___ Data for the task
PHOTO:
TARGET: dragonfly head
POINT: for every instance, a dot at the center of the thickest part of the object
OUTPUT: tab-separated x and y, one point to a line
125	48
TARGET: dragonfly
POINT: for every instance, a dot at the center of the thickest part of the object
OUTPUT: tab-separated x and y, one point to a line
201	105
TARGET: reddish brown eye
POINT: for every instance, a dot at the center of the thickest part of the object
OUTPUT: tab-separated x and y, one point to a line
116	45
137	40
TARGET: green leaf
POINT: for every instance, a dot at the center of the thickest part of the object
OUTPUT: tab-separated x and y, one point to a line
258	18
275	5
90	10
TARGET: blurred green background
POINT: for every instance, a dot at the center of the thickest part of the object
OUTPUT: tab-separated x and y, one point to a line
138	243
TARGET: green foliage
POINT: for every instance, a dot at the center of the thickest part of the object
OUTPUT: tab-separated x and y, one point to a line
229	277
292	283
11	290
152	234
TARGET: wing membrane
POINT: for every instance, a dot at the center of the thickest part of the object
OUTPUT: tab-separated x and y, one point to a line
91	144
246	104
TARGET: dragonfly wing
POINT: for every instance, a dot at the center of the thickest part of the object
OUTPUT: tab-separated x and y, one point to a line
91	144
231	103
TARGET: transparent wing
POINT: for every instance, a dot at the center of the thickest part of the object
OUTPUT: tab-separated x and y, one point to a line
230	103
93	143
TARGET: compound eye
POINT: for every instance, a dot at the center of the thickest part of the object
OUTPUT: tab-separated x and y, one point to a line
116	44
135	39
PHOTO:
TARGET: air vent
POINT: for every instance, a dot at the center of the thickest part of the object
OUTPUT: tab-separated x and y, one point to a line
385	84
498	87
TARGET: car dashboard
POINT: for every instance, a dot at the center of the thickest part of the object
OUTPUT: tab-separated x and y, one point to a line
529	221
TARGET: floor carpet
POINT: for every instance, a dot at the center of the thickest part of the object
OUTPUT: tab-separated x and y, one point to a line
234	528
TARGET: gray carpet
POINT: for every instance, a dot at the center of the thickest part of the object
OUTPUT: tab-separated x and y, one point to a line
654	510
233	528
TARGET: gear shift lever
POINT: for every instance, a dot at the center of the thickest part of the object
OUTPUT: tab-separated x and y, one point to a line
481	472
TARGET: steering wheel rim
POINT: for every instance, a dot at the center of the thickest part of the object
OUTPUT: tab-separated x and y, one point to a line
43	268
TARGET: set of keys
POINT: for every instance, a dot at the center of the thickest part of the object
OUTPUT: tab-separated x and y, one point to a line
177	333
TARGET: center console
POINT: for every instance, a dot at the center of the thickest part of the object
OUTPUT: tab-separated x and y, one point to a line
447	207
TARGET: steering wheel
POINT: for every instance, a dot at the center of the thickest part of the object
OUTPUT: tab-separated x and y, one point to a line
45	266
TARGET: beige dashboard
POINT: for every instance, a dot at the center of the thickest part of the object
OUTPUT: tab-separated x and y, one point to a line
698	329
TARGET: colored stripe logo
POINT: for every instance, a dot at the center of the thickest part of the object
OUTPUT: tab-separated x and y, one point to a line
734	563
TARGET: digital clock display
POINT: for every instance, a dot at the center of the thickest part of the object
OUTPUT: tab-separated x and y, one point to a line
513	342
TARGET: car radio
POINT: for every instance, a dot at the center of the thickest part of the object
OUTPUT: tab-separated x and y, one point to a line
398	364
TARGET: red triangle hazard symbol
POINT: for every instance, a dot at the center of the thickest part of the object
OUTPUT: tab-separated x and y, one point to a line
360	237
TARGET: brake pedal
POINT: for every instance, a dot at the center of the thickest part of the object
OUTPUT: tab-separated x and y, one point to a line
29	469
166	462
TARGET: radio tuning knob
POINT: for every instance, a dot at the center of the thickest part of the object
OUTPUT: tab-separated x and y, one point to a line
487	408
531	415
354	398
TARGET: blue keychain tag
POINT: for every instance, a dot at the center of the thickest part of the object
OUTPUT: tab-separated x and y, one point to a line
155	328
______
Convert every item above into a two-column CSV with the header row item_text,points and one row per item. Put the item's text and its answer each in a single quoted field, with every line break replaced by a space.

▶ **Full solution**:
item_text,points
"PHOTO: TARGET: dragonfly head POINT: for every instance, a dot at the center of the thickest part of the object OUTPUT: tab-separated x and y, one point to a line","125	48"
"TARGET: dragonfly POINT: for every instance, a dot at the center of the thickest part of the object OUTPUT: tab-separated x and y, one point to a line","201	105"
"TARGET: reddish brown eye POINT: for every instance, a dot at the center of the thickest part of the object OUTPUT: tab-separated x and y, one point to a line","116	45 137	40"
"TARGET: green leaf POINT: for every instance, a dot at the center of the thickest part of the object OUTPUT: tab-separated x and y, one point to a line","258	18 275	5 90	10"
"TARGET: blurred green background POINT: for every instance, a dot at the center of the thickest part of the object OUTPUT: tab-separated x and y, one point to a line","138	243"
"TARGET: green foliage POINT: for every instance, a dot at the center of the thickest part of the object OUTPUT: tab-separated x and y, one point to a line","229	277 292	283 11	290 152	234"
"TARGET: wing membrane POINT: for every instance, a dot at the center of the thickest part of the object OUTPUT: tab-separated x and y, one point to a line","91	144 246	104"
"TARGET: dragonfly wing POINT: for every instance, a dot at the center of the thickest part of the object OUTPUT: tab-separated x and y, one point to a line","91	144 231	103"
"TARGET: transparent wing POINT: for every instance, a dot at the center of the thickest part of the object OUTPUT: tab-separated x and y, one point to a line","230	103 93	143"
"TARGET: compound eye POINT: for every instance, a dot at the center of the thickest part of the object OUTPUT: tab-separated x and y, one point to a line","116	44 135	39"
"PHOTO: TARGET: air vent POINT: for every instance, a dot at the center of the thickest part of the object OUTPUT: tab-separated x and y, one point to a line","385	84 498	87"
"TARGET: car dashboard POINT: for every instance, a dot at the center of the thickest part of the object OUTPUT: tab-separated x and y, one point to a line","529	221"
"TARGET: floor carpet POINT: for every instance, a dot at the center of the thickest part of the object OUTPUT: tab-separated x and y, one point to a line","234	528"
"TARGET: gray carpet POINT: for every instance, a dot at the center of the thickest part of the object OUTPUT: tab-separated x and y, one point to a line","654	510 233	528"
"TARGET: gear shift lever POINT: for every instance, a dot at the center of the thickest part of the object OUTPUT: tab-separated x and y, one point to a line","481	472"
"TARGET: steering wheel rim POINT: for every instance, a dot at the center of the thickest part of the object OUTPUT: tab-separated x and y, one point to a line","43	268"
"TARGET: set of keys POINT: for every instance, a dot at the center of the thickest part of the object OUTPUT: tab-separated x and y, one point to a line","177	333"
"TARGET: center console POINT: for every instance, a dot at the center of the thickest part of the object OUTPUT: tab-separated x and y, one point to a line","447	207"
"TARGET: steering wheel POINT: for every instance, a dot at the center of the thickest part of the object OUTPUT: tab-separated x and y, one point to a line","45	266"
"TARGET: beige dashboard POINT: for every instance, a dot at the center of the thickest part of the object OUTPUT: tab-separated x and y, one point to a line","698	329"
"TARGET: colored stripe logo POINT: for every instance, a dot at the center of the thickest part of the object OUTPUT: tab-separated x and y, one point to a line","734	563"
"TARGET: digital clock display POINT: for every instance, a dot at the center of the thickest part of the object OUTPUT: tab-separated x and y, one point to a line","513	342"
"TARGET: car radio POINT: for every instance, a dot at the center of the thickest part of the object OUTPUT: tab-separated x and y, one point to a line","398	364"
"TARGET: red triangle hazard symbol POINT: for every instance, a dot at the center of the thickest part of the object OUTPUT: tab-separated x and y, one point to a line","360	237"
"TARGET: brake pedal POINT: for every instance, a dot at the center of the thickest part of the object OUTPUT: tab-separated x and y, one point to a line","29	469 166	462"
"TARGET: radio tuning knob POINT: for every instance, a dot at the center of the thickest part of the object OUTPUT: tab-separated x and y, one point to a line","487	408 531	415 354	398"
"TARGET: blue keychain tag POINT: for every instance, a dot at the center of the thickest part of the object OUTPUT: tab-separated x and y, one point to a line","155	328"